*Text passage:*
##########

2002 Canada Cup

Tournament details
- Country: Canada
- Teams: 14

Final positions
- Champions: Ottawa Wizards (2nd title)
- Runners-up: Toronto Croatia

Tournament statistics
- Matches played: 24
- Goals scored: 81 (3.38 per match)

= 2002 CPSL Canada Cup =

The 2002 Canada Cup (known as the Government of Canada Cup for sponsorship reasons) was the 5th edition of the Canadian Professional Soccer League's league cup tournament, running from late June through late September. Ottawa Wizards successfully defended the title after defeating Toronto Croatia 1-0 at Cove Road Stadium in London, Ontario. The competition format changed with the introduction of a qualifying round with a home and away two-game series instead of the traditional group stage format previously used by the league. The tournament received a title sponsor from the government of Canada after the league received a federal grant of $100,000. The original hosting rights were granted to Hamilton, but after failing to successfully organize the tournament, the responsibilities were given to London, which in return received a wild card match privilege. The decision to grant London the hosting rights produced controversy as originally Ottawa was selected by the CPSL executives to replace Hamilton, but was vetoed by the team owners as London was deemed a more reliable venue.

==First round==
June 21, 2002
Metro Lions 3-2 Durham Flames
July 21, 2002
Durham Flames 1-0 Metro Lions
  Durham Flames: Geron Duporte 74'
3–3 on aggregate; Durham won on away goals.
June 22, 2002
London City 2-2 Brampton Hitmen
  London City: Sandro Costantin 43', Haidar Al-Shaibani 79'
  Brampton Hitmen: Joe Drajavic 46', Roberto Bruni 84'
July 21, 2002
Brampton Hitmen 4-1 London City
  Brampton Hitmen: Milodrag Akmadzic 16', Phil Ionadi 43', Jusif Jawando 49', Jeff Sousa 83'
  London City: Gentian Dervishi 87'
Brampton won 6–3 on aggregate.

##########

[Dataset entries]
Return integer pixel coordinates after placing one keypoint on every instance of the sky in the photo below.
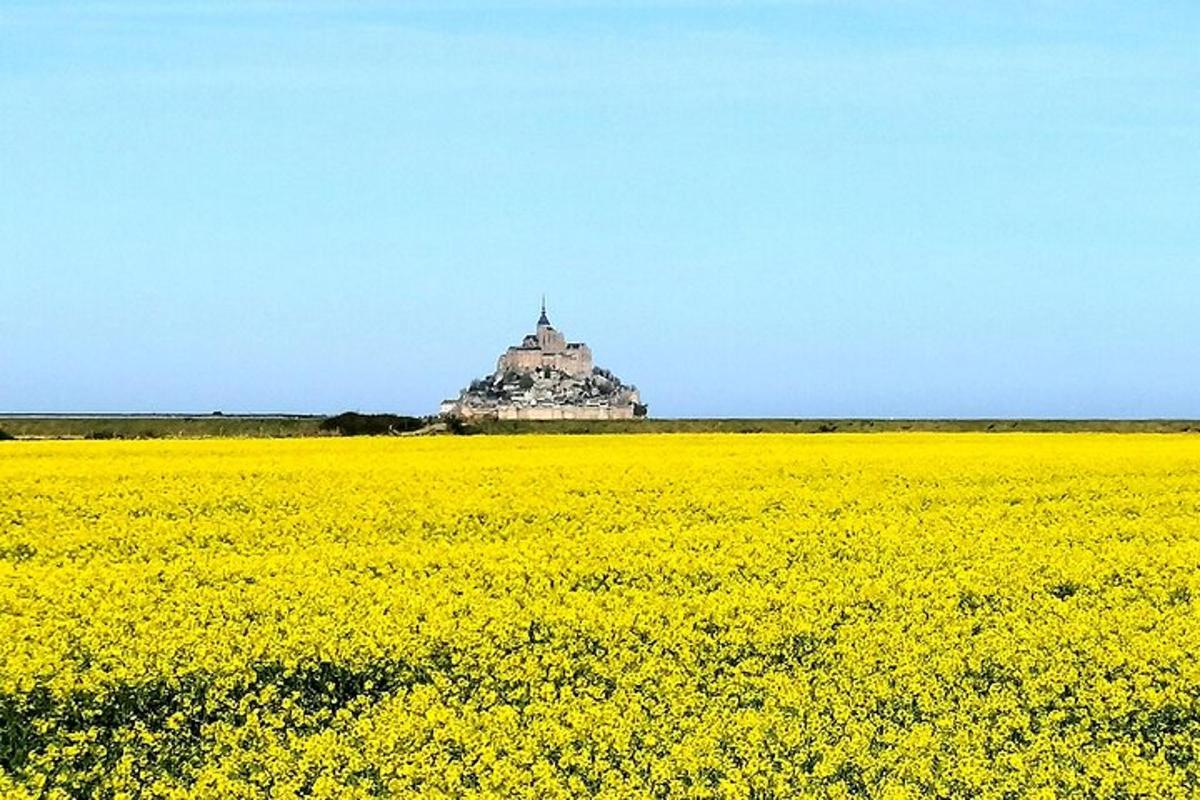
(745, 209)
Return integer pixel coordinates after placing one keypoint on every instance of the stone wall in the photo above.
(574, 361)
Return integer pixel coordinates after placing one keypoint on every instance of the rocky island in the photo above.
(545, 377)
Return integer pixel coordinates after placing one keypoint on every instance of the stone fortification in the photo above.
(546, 378)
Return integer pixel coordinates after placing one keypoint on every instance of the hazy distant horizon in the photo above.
(748, 210)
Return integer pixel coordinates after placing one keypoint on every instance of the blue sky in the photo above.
(748, 209)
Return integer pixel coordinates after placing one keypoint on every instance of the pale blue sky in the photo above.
(802, 209)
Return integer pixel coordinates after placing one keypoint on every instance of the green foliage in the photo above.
(351, 423)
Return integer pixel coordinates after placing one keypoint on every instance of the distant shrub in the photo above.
(460, 427)
(352, 423)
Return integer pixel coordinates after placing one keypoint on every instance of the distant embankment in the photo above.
(184, 426)
(837, 426)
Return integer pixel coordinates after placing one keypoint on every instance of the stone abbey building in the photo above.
(546, 378)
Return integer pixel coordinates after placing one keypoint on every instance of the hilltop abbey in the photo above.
(546, 378)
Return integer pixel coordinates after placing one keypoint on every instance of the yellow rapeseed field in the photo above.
(892, 615)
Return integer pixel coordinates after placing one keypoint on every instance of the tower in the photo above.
(549, 340)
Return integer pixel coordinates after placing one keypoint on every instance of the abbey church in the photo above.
(546, 378)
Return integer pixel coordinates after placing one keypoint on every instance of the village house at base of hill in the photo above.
(546, 378)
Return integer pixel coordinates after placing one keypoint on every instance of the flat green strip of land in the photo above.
(277, 426)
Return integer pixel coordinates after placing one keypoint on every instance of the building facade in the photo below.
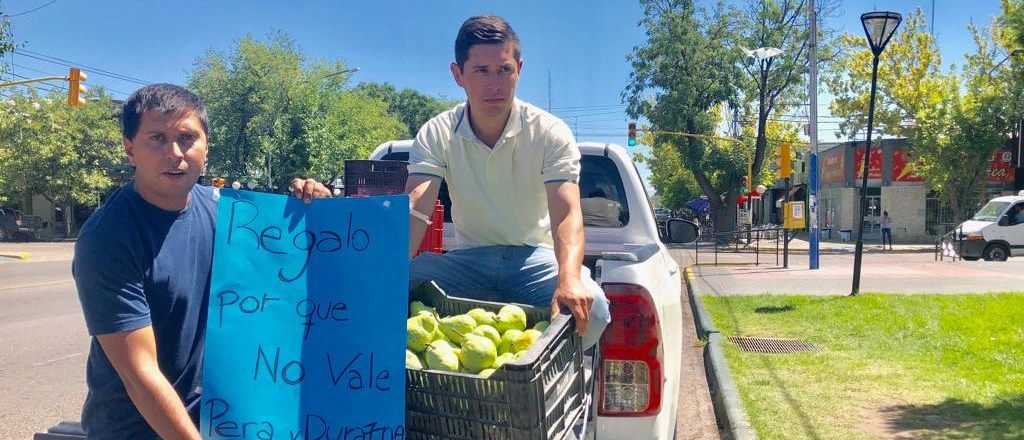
(892, 186)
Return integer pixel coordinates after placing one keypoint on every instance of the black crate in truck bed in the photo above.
(538, 397)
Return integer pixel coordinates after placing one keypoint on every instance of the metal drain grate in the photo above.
(771, 345)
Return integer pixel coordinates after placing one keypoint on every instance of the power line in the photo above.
(45, 86)
(70, 63)
(50, 74)
(31, 10)
(570, 107)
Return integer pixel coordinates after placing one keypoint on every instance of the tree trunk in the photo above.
(761, 140)
(69, 218)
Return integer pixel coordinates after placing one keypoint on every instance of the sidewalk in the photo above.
(890, 272)
(36, 252)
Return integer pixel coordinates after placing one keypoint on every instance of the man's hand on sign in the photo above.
(571, 295)
(307, 189)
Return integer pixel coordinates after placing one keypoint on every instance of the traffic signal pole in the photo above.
(813, 254)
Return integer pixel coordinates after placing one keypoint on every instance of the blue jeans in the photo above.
(507, 274)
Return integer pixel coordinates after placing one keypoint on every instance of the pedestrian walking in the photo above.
(887, 230)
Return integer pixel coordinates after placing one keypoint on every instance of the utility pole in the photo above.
(549, 90)
(812, 132)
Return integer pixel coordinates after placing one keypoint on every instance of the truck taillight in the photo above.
(630, 378)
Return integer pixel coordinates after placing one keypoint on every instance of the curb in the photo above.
(24, 256)
(725, 396)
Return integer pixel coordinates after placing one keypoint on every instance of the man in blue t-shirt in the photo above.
(142, 269)
(142, 266)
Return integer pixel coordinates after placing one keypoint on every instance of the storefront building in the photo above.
(916, 215)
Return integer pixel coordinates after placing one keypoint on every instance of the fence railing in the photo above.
(755, 240)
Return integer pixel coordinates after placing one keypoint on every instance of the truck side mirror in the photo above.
(681, 231)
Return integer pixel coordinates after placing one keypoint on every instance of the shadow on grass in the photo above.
(768, 364)
(954, 419)
(774, 309)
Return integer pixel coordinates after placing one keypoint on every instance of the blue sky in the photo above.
(582, 43)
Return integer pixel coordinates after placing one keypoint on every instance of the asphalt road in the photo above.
(43, 347)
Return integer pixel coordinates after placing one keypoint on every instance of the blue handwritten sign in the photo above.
(305, 332)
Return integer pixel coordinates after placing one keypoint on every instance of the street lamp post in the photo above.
(880, 27)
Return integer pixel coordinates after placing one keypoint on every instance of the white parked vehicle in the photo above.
(638, 381)
(995, 232)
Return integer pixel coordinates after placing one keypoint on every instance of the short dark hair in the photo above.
(483, 30)
(160, 97)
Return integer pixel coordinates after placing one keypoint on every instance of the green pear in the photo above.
(488, 332)
(482, 317)
(417, 337)
(511, 317)
(441, 356)
(456, 327)
(412, 360)
(478, 352)
(503, 359)
(508, 338)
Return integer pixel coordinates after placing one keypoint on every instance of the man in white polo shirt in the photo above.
(513, 173)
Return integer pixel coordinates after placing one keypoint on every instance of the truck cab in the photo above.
(638, 377)
(995, 232)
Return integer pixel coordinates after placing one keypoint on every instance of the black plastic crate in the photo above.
(365, 178)
(538, 397)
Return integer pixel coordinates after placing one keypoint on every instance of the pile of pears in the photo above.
(477, 342)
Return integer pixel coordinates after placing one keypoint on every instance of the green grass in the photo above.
(904, 366)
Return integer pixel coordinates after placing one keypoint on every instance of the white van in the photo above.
(996, 231)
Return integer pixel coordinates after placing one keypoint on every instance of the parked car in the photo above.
(14, 226)
(995, 232)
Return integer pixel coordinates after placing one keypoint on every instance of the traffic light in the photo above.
(784, 161)
(75, 88)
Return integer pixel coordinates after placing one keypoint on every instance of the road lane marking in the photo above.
(55, 360)
(37, 284)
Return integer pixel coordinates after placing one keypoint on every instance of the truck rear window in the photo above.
(601, 191)
(602, 195)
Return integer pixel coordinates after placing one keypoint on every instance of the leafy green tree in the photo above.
(953, 122)
(776, 83)
(413, 107)
(673, 181)
(680, 76)
(273, 116)
(67, 155)
(6, 42)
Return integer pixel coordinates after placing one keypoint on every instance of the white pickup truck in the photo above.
(638, 381)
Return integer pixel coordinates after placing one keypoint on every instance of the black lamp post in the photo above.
(880, 27)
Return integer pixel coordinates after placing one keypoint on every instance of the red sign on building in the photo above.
(832, 166)
(902, 171)
(1000, 167)
(873, 166)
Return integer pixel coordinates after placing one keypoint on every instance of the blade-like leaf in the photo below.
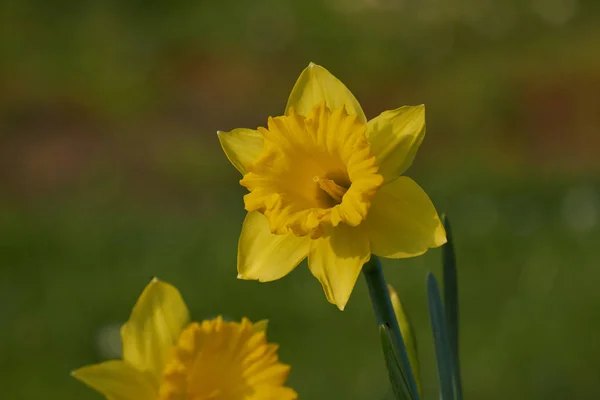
(394, 366)
(408, 334)
(442, 343)
(451, 303)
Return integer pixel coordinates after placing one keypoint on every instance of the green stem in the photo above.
(385, 315)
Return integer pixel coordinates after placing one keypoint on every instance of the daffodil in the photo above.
(165, 357)
(327, 184)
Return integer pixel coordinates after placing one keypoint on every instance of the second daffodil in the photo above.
(165, 357)
(327, 184)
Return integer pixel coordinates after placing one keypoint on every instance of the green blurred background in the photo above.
(111, 173)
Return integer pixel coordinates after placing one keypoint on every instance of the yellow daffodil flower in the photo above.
(327, 184)
(165, 357)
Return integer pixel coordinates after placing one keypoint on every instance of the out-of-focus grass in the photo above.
(528, 293)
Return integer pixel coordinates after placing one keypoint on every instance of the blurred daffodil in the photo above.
(165, 357)
(327, 184)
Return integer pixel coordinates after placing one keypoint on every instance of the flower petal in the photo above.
(315, 85)
(260, 326)
(395, 137)
(336, 260)
(241, 146)
(117, 380)
(402, 221)
(154, 326)
(264, 256)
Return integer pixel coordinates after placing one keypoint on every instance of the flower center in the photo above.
(335, 191)
(314, 171)
(221, 360)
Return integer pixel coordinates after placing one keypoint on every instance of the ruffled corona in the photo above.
(216, 359)
(314, 171)
(165, 357)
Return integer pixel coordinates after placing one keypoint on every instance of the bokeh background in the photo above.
(111, 173)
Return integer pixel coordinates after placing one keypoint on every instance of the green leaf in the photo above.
(443, 351)
(397, 377)
(408, 335)
(451, 303)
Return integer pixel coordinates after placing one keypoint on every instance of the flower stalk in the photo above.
(385, 316)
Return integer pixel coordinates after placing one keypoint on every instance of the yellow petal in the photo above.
(264, 256)
(402, 221)
(154, 326)
(117, 381)
(260, 326)
(336, 260)
(241, 146)
(314, 85)
(408, 334)
(395, 137)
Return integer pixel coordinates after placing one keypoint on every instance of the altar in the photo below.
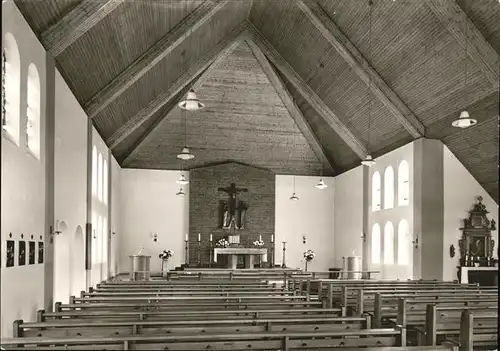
(233, 253)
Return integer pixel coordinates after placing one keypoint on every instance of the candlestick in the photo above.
(283, 264)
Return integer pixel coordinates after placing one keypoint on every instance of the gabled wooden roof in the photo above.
(285, 82)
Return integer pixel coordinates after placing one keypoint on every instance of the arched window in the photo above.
(388, 188)
(376, 243)
(94, 171)
(98, 240)
(94, 235)
(389, 243)
(376, 191)
(99, 177)
(403, 243)
(33, 111)
(105, 182)
(104, 257)
(403, 184)
(11, 87)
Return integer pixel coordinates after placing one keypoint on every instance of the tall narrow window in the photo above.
(376, 191)
(33, 111)
(94, 171)
(403, 243)
(98, 240)
(99, 177)
(389, 243)
(403, 184)
(94, 236)
(376, 243)
(105, 183)
(11, 87)
(388, 188)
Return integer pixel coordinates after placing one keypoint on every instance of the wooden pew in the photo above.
(109, 328)
(478, 328)
(244, 341)
(43, 316)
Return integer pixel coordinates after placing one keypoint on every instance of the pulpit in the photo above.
(477, 264)
(233, 253)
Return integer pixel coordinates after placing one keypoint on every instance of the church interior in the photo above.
(249, 174)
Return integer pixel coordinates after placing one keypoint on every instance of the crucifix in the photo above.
(233, 211)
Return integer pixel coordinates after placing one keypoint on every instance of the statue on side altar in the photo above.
(233, 210)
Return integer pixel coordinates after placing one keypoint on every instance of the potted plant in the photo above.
(308, 255)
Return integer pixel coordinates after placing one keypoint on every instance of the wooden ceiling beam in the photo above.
(152, 56)
(307, 93)
(224, 47)
(292, 108)
(329, 30)
(75, 24)
(453, 18)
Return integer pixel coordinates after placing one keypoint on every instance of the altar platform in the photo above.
(249, 253)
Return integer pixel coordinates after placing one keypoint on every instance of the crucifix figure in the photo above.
(233, 211)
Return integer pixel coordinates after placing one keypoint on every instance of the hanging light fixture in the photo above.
(182, 180)
(191, 103)
(369, 161)
(180, 192)
(321, 184)
(185, 153)
(294, 197)
(464, 121)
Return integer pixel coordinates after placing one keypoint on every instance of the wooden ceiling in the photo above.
(297, 87)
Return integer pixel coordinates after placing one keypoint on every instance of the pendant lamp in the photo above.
(191, 103)
(464, 121)
(369, 161)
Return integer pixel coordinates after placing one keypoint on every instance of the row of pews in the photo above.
(287, 311)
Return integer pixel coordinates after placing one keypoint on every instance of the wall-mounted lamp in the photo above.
(363, 237)
(415, 242)
(452, 251)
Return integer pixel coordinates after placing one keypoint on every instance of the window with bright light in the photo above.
(376, 243)
(99, 177)
(11, 88)
(105, 182)
(388, 188)
(388, 243)
(403, 184)
(403, 242)
(33, 111)
(376, 198)
(94, 171)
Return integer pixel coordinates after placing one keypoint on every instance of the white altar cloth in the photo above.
(240, 251)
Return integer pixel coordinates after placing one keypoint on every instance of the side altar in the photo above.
(249, 253)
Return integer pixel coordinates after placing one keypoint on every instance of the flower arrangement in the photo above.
(222, 243)
(309, 255)
(166, 254)
(258, 243)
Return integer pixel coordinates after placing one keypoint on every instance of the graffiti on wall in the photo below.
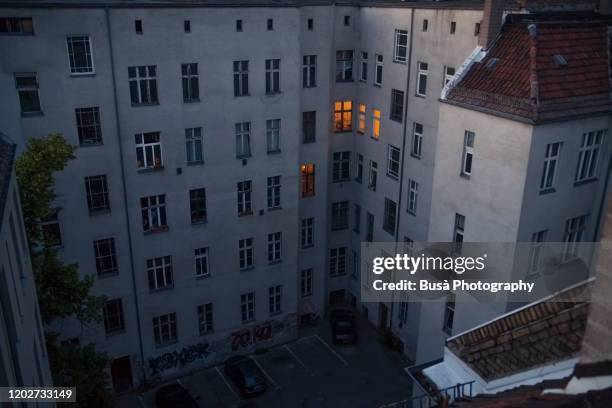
(180, 358)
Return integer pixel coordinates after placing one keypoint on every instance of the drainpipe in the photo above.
(124, 188)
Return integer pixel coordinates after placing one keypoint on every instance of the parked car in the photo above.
(174, 396)
(344, 326)
(246, 375)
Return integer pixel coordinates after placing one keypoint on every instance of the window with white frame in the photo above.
(275, 299)
(401, 46)
(148, 150)
(244, 197)
(159, 272)
(247, 306)
(143, 84)
(393, 161)
(193, 145)
(153, 210)
(201, 259)
(589, 155)
(79, 54)
(273, 135)
(275, 243)
(164, 329)
(243, 139)
(273, 192)
(421, 89)
(549, 171)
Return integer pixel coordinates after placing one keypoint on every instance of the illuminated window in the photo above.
(343, 116)
(375, 123)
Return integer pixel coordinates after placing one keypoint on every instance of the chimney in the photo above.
(492, 15)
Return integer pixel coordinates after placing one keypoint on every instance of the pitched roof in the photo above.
(542, 69)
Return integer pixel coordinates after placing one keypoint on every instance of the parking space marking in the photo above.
(265, 373)
(334, 352)
(296, 358)
(226, 382)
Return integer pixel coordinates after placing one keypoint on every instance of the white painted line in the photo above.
(265, 373)
(334, 352)
(296, 358)
(226, 382)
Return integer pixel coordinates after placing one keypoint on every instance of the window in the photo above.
(378, 70)
(369, 227)
(106, 256)
(16, 25)
(306, 282)
(449, 73)
(247, 306)
(390, 216)
(363, 71)
(148, 150)
(308, 179)
(417, 140)
(241, 77)
(422, 79)
(205, 319)
(574, 230)
(113, 316)
(245, 253)
(373, 175)
(397, 105)
(88, 126)
(159, 272)
(97, 193)
(341, 166)
(272, 76)
(273, 192)
(413, 196)
(153, 209)
(138, 26)
(275, 247)
(191, 86)
(343, 116)
(449, 313)
(393, 162)
(201, 258)
(244, 197)
(468, 153)
(340, 215)
(359, 170)
(547, 182)
(375, 123)
(401, 46)
(197, 204)
(307, 232)
(274, 296)
(309, 126)
(79, 55)
(344, 65)
(337, 261)
(273, 135)
(243, 139)
(535, 251)
(164, 329)
(309, 71)
(27, 88)
(143, 84)
(589, 155)
(356, 218)
(193, 145)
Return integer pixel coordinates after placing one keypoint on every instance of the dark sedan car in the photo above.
(174, 396)
(344, 327)
(246, 375)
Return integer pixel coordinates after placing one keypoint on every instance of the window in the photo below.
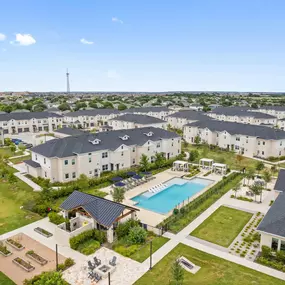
(274, 244)
(282, 246)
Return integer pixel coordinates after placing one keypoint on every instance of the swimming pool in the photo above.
(177, 190)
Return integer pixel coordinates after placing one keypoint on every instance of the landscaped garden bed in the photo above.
(4, 250)
(214, 270)
(37, 258)
(14, 244)
(223, 226)
(43, 232)
(23, 264)
(248, 243)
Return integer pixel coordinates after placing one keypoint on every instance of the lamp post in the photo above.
(56, 257)
(150, 256)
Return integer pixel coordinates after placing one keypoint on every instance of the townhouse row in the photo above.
(91, 154)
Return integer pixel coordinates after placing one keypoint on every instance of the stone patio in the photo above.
(126, 271)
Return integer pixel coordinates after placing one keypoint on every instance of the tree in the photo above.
(177, 273)
(12, 148)
(197, 140)
(256, 189)
(259, 166)
(267, 177)
(193, 155)
(159, 159)
(144, 162)
(118, 194)
(64, 107)
(122, 107)
(236, 188)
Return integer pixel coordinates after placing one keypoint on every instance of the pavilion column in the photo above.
(110, 235)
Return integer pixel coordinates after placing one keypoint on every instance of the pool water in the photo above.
(177, 191)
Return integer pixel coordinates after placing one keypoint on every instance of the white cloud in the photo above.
(113, 74)
(2, 37)
(115, 19)
(85, 42)
(24, 40)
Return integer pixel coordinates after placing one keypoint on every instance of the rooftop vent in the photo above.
(125, 137)
(95, 141)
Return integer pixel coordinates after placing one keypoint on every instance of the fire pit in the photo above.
(104, 269)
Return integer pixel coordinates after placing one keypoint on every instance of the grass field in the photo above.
(230, 158)
(12, 198)
(20, 159)
(223, 226)
(214, 271)
(4, 280)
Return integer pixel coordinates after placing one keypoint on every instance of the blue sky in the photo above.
(142, 45)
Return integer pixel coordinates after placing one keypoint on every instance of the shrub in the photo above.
(137, 235)
(123, 229)
(56, 218)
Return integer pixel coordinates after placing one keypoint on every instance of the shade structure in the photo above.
(117, 178)
(137, 177)
(120, 184)
(146, 173)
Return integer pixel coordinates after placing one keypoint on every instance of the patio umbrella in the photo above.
(120, 184)
(137, 177)
(117, 178)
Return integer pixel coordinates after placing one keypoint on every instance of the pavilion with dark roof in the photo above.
(98, 212)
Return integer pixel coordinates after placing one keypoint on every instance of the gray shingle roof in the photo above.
(32, 163)
(93, 112)
(139, 119)
(240, 129)
(241, 112)
(28, 116)
(190, 115)
(111, 140)
(104, 211)
(280, 183)
(70, 131)
(274, 221)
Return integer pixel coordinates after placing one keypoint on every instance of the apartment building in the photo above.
(14, 123)
(131, 121)
(248, 140)
(179, 119)
(91, 118)
(91, 154)
(241, 115)
(157, 112)
(276, 111)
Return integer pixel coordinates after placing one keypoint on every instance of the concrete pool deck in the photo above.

##########

*Short problem 1:* How would you render this sentence from the 2002 Canada Cup article in Spanish: "Ottawa Wizards successfully defended the title after defeating Toronto Croatia 1-0 at Cove Road Stadium in London, Ontario."
*Short problem 2:* Could you carry on the 2002 Canada Cup article from the point where it stops?
You won't need the records at all.

*Response 1:* Ottawa Wizards defendió con éxito el título tras derrotar 1-0 a Toronto Croatia en el Cove Road Stadium de London, Ontario.

*Response 2:*
July 1, 2002
Mississauga Olympians 2-1 York Region Shooters
  Mississauga Olympians: Joevannie Peart 31', Darren Tilley 82'
  York Region Shooters: Robert Black 85'
July 28, 2002
York Region Shooters 1-2 Mississauga Olympians
  York Region Shooters: Michael Cipriani 2'
  Mississauga Olympians: Darren Tilley 38', 95'
Mississauga won 4–2 on aggregate.
July 12, 2002
Vaughan Sun Devils 3-0 North York Astros
July 15, 2002
North York Astros 2-3 Vaughan Sun Devils
  North York Astros: Brook Azezew 80', Kadian Lecky 88'
  Vaughan Sun Devils: Marco Antonucci 23', Bobby Randhawa 69', Bayete Smith 75'
Vaughan won 6–2 on aggregate.
July 20, 2002
Ottawa Wizards 5-0 Montreal Dynamites
  Ottawa Wizards: Sanjeev Parmar 9', Samir Karaga 69', 75', David Cloutier 73', Brent Antoine 80'
August 4, 2002
Montreal Dynamites 3-2 Ottawa Wizards
  Montreal Dynamites: Gerry Pean 24', Khalid Mensah 54', 78'
  Ottawa Wizards: Russell Shaw 28', Kevin Nelson 47'
Ottawa won 7–3 on aggregate.
July 22, 2002
Toronto Supra 0-4 Toronto Croatia
  Toronto Supra: Pedro Dias 78'
  Toronto Croatia: Mladen Dikic 22', 33', 37', Brian Seljen 74'
August 23, 2002
Toronto Croatia 2-1 Toronto Supra
Toronto Croatia won 6–1 on aggregate.
July 31, 2002
Hamilton Thunder 2-0 St. Catharines Wolves
  Hamilton Thunder: Mark Wagenaar 14', 56'
August 14, 2002
St. Catharines Wolves 2-2 Hamilton Thunder
  St. Catharines Wolves: Frank Zumpano 49', Carlo Arghittu 94'
  Hamilton Thunder: Orlin Chalmers 11', Mark Wagenaar 53'
Hamilton won 4–2 on aggregate.

==Quarter-final==
August 10, 2002
Durham Flames 1-5 Brampton Hitmen
August 18, 2002
Brampton Hitmen 2-2 Durham Flames
  Brampton Hitmen: Kurt Mella 13', Yousif Jawando 88'
Brampton won 7–3 on aggregate.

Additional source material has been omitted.